-- RECORDS SHOWN --
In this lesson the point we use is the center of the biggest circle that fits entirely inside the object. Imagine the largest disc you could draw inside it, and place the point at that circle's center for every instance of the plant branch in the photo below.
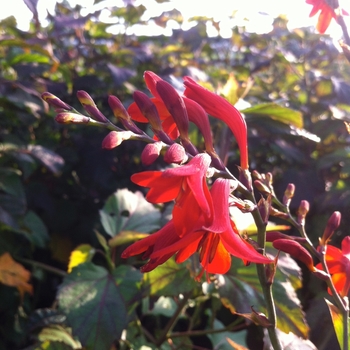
(43, 266)
(164, 335)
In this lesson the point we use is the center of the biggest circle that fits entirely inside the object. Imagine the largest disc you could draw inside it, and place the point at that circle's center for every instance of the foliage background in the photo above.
(58, 187)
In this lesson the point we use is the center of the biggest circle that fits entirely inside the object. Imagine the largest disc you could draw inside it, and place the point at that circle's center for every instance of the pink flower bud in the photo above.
(115, 138)
(288, 194)
(261, 187)
(332, 224)
(71, 118)
(175, 154)
(123, 116)
(296, 250)
(54, 101)
(150, 153)
(303, 209)
(90, 106)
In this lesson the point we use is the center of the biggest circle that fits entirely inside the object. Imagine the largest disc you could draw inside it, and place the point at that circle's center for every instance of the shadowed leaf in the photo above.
(169, 279)
(128, 211)
(14, 275)
(94, 306)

-- EXERCISE --
The records above must be printed exactly; the pictures stay out.

-- ANSWER FOR THIS EXERCISE --
In this lesson the point we use is the center of the biggest circle that fits entirely inside the object. Imagine the largest disc you could draw inside it, and place the point at that circle's center for every instance of the plant branch in the photo below.
(43, 266)
(164, 335)
In this lesson the point we use is the center of the biggest circle that fits entirely inside the object. Imagine the largest disc you could draw inside it, and place the point at that circle's center for every instance of the foliage background in the photo above.
(58, 187)
In this lesson the point we use is the center of the biggest circle that fits entirely inside the object. Imagine the largest disc you could draw inside it, and place the point at that circle's center for every instance of the pink flower bud in the photo above.
(115, 138)
(288, 194)
(261, 187)
(332, 224)
(71, 118)
(175, 154)
(123, 116)
(296, 250)
(54, 101)
(150, 153)
(303, 209)
(90, 106)
In this lesson the point we use is the center of the biggest circle that fits entirely inside the object. Imagine the largest disc you could draw inside it, and place the point at that circle's center for every instance of the shadowed leaf in the photo above.
(169, 279)
(128, 211)
(14, 275)
(94, 306)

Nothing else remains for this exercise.